> [Fonte]
────────

Giurisprudenza – CORTE DI CASSAZIONE – Ordinanza 13 ottobre 2020, n. 22084

Prestazioni assicurative Inail, Decesso del coniuge a seguito
di infortunio, Incidente automobilistico da considerarsi infortunio in itinere
– Possibilità di stipulare assicurazioni privatistiche era riferita a rischi
ulteriori e diversi, Fruizione della aspettativa senza retribuzione,
Copertura assicurativa pubblica a carico dell’Ente locale

 

Considerato che

 

Con sentenza n. 2186 del 2014, la Corte d’appello di
Lecce, accogliendo l’impugnazione proposta da G.R. (anche nella qualità di
madre del minore P.Z.) nei confronti dell’Inali avverso la sentenza del
Tribunale di Brindisi, ha accolto la domanda proposta dalla stessa R. nella
duplice qualità, volta alla condanna dell’Inali alla erogazione delle
prestazioni assicurative conseguenti al decesso del proprio coniuge G.Z.,
avvenuto a seguito dell’infortunio del 14 agosto 2009; ad avviso della Corte
territoriale, considerato che non vi era questione sul fatto che G.Z. fosse
deceduto il 21 ottobre 2009, in seguito ad incidente automobilistico da
considerarsi infortunio in itinere, doveva affermarsi che il medesimo G. Z., in
quanto sindaco del comune di Latiano deceduto in occasione di attività connessa
a quella dell’incarico rappresentativo ricoperto, era soggetto coperto
dall’assicurazione obbligatoria gestita dall’Inail;

in particolare, confutando la tesi sostenuta dal
primo giudice secondo la quale doveva escludersi che il sindaco rientrasse nel
novero dei soggetti indicati dall’art. 4 d.P.R. n. 1124 del 1965,
per ragioni testuali ed in quanto gli artt. 81 ed 86 d.lgs. n. 267
del 2000 prevedevano la sola possibilità di stipulare polizze assicurative
privatistiche, la Corte territoriale ha affermato che i primi due commi
dell’art. 86 prevedevano, al contrario, l’obbligo di fornire copertura
assicurativa pubblica per i rischi derivanti dall’esercizio delle funzioni,
mentre la possibilità di stipulare assicurazioni privatistiche era riferita a
rischi ulteriori e diversi; avverso tale sentenza, propone ricorso per
cassazione l’Inail affidandosi a due motivi: 1) violazione e falsa applicazione
degli artt. 1 e 4 d.P.R. n.

────────

> [Richiesta 1] Estrai dai dati tutte le righe che contengono la parola "bark", distinguendo tra maiuscole e minuscole.

[Voci di dati]
────────

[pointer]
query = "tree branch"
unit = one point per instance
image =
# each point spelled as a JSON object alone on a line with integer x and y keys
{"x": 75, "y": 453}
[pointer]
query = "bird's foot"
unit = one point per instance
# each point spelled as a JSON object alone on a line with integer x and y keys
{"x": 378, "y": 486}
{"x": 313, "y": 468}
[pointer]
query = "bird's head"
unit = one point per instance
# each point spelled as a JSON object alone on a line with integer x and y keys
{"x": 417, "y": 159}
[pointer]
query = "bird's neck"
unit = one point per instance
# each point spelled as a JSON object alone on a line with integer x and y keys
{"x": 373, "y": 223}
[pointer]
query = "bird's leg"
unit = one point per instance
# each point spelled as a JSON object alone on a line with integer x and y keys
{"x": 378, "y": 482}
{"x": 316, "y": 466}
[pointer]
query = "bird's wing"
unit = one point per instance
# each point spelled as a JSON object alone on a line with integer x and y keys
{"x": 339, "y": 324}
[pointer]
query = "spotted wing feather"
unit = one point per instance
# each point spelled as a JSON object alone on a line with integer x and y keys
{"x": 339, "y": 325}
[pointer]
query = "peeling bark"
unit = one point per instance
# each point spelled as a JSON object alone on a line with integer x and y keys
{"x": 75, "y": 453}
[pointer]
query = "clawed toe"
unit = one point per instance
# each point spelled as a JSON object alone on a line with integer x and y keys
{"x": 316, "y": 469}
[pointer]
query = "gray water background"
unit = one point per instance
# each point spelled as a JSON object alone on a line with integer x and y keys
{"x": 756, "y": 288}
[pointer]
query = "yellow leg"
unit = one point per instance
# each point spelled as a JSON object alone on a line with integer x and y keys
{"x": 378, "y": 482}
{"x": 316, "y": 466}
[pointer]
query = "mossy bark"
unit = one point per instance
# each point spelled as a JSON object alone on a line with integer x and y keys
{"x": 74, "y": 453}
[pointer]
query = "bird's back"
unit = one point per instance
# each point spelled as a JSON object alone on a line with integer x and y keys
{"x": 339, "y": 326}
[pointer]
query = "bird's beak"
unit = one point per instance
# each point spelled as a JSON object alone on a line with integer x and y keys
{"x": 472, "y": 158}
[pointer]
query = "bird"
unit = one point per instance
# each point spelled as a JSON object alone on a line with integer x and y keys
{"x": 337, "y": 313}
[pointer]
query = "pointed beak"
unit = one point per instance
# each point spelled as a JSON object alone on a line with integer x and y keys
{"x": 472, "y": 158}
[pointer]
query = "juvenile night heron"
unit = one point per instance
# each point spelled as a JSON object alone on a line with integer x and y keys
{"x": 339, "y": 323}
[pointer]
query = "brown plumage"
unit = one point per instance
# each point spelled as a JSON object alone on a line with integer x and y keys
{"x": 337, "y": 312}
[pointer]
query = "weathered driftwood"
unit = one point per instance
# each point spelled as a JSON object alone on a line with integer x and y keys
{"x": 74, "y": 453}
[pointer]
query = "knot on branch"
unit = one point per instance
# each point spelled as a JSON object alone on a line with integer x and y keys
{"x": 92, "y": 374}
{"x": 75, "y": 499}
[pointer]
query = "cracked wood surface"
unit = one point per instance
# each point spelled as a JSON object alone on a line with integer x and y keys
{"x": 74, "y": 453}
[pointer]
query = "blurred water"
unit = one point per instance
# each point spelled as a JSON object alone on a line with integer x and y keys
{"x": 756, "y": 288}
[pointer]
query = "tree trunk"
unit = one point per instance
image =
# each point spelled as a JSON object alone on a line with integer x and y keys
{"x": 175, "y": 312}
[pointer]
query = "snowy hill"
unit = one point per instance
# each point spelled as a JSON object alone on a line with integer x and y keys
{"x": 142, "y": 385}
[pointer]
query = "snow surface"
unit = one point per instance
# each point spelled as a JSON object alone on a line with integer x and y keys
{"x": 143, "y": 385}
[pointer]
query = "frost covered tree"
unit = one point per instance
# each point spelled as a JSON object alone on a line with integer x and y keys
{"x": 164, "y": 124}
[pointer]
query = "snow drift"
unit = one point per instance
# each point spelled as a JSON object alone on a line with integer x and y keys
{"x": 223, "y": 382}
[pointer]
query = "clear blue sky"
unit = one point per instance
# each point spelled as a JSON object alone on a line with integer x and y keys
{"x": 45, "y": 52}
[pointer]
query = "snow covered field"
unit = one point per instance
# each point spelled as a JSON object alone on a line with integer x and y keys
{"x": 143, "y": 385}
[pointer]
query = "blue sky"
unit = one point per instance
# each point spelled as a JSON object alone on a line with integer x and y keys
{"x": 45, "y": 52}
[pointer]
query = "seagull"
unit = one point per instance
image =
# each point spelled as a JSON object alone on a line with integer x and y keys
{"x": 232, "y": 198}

────────

> [Richiesta 2] Ripeti alla lettera il passo dell'ordinanza che si apre con le parole "in particolare, confutando" e si chiude con "e 4 d.P.R. n.".

> [Soluzione 1]
query = "peeling bark"
query = "mossy bark"

> [Soluzione 2]
in particolare, confutando la tesi sostenuta dal
primo giudice secondo la quale doveva escludersi che il sindaco rientrasse nel
novero dei soggetti indicati dall’art. 4 d.P.R. n. 1124 del 1965,
per ragioni testuali ed in quanto gli artt. 81 ed 86 d.lgs. n. 267
del 2000 prevedevano la sola possibilità di stipulare polizze assicurative
privatistiche, la Corte territoriale ha affermato che i primi due commi
dell’art. 86 prevedevano, al contrario, l’obbligo di fornire copertura
assicurativa pubblica per i rischi derivanti dall’esercizio delle funzioni,
mentre la possibilità di stipulare assicurazioni privatistiche era riferita a
rischi ulteriori e diversi; avverso tale sentenza, propone ricorso per
cassazione l’Inail affidandosi a due motivi: 1) violazione e falsa applicazione
degli artt. 1 e 4 d.P.R. n.